_节选文段_.

+++++

从侯外庐的交游看20世纪30年代北平马克思主义,学者圈的形成
摘 要:侯外庐对马克思主义史学的发展有两点贡献:首先,侯外庐的史学实践完成了马克思主义史学观和历史观的转换,即确立服从政治需要学以致用的史学观和以阶级斗争为核心的历史观。侯外庐构建的历史体系尤其是思想通史体系对思想史和学术史的影响都很深远。其次,侯外庐对于马克思主义史学理论的研习及其形成的诸多论断至今深有启发,仍不过时。特别是侯外庐的社会史与思想史并行研究的治史方法和“实事求是”“独立自得”的治学精神成为后学者的典范。这些都奠定了侯外庐在马克思主义史学史上的特殊地位。
关键词:侯外庐;中国思想通史;独立自得;马克思主义史学
中图分类号:A81 文献标识码:A 文章编号:1672-4437(2018)03-0001-04
1930年侯外庐旅法回国以后,除继续翻译《资本论》外,还先后在哈尔滨法政大学和北平大学法学院执教,在学术研究和教书育人方面都做出了巨大的贡献。在那个特殊的年代里,有一个值得注意的现象,就是某些名牌大学和其他大学的差别。清华、北大等高校的教师一般都是正经八百的学院派,管理上比较严格,政治上的要求也比较多。而差一点的高校,学术理论和学校管理等方面则比较宽松,言论相对自由,比如中国大学、清华大学、北平大学等高校,聚集了一大批马克思主义专家学者、先进知识分子和民主人士等(见表1),真正成了宣扬进步思想的场所。在这个群体中,左派势力比较大,有利于马克思主义理论的传播和发展。侯外庐作为当时比较知名的“红色教授”,与北平马克思主义学者有着广泛而深入的交游。

+++++

_设定问题 A_.
根据关于侯外庐交游的节选,1930年侯外庐旅法回国后先后在哪两所学校执教?
_设定问题 B_.
列出关于侯外庐交游的节选中给出的全部关键词。
_设定问题 C_.
接着关于侯外庐交游的节选最后一句续写一段。
作答时不必参考后面列出的各行。

_所给信息_.

+++++

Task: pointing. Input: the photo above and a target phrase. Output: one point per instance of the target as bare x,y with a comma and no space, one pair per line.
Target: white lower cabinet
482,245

+++++

_最终结果 A_.
哈尔滨法政大学和北平大学法学院。

_最终结果 B_.
侯外庐;中国思想通史;独立自得;马克思主义史学

_最终结果 C_.
一、侯外庐与马克思主义学者的交游
20世纪30年代初,侯外庐任教于北平大学法学院。相对名牌大学和北平大学的其他学院,北平大学法学院之所以左派教授与进步学者较多,如陈翰笙、李达、许德珩、王思华、陈豹隐、李光忠、章友江等,一个重要的原因是院长白鹏飞肯于容纳信仰马克思主义的学者。侯外庐在北平大学法学院任教期间,与众多进步教授都有较深的接触。他晚年写道:“半个多世纪来,中国新史学队伍赢得科学,挣脱枷锁,是有所作为,无愧时代和民族的。在这个队伍的名录中,有郭沫若、李达、杜国庠、吕振羽、翦伯赞、范文澜、吴晗、尚钺、尹达……,与他们同伍,是我的殊荣。”[1]北平大学法学院的学生也特别活跃,在此起彼伏的抗日救亡运动中,他们积极贡献自己的力量。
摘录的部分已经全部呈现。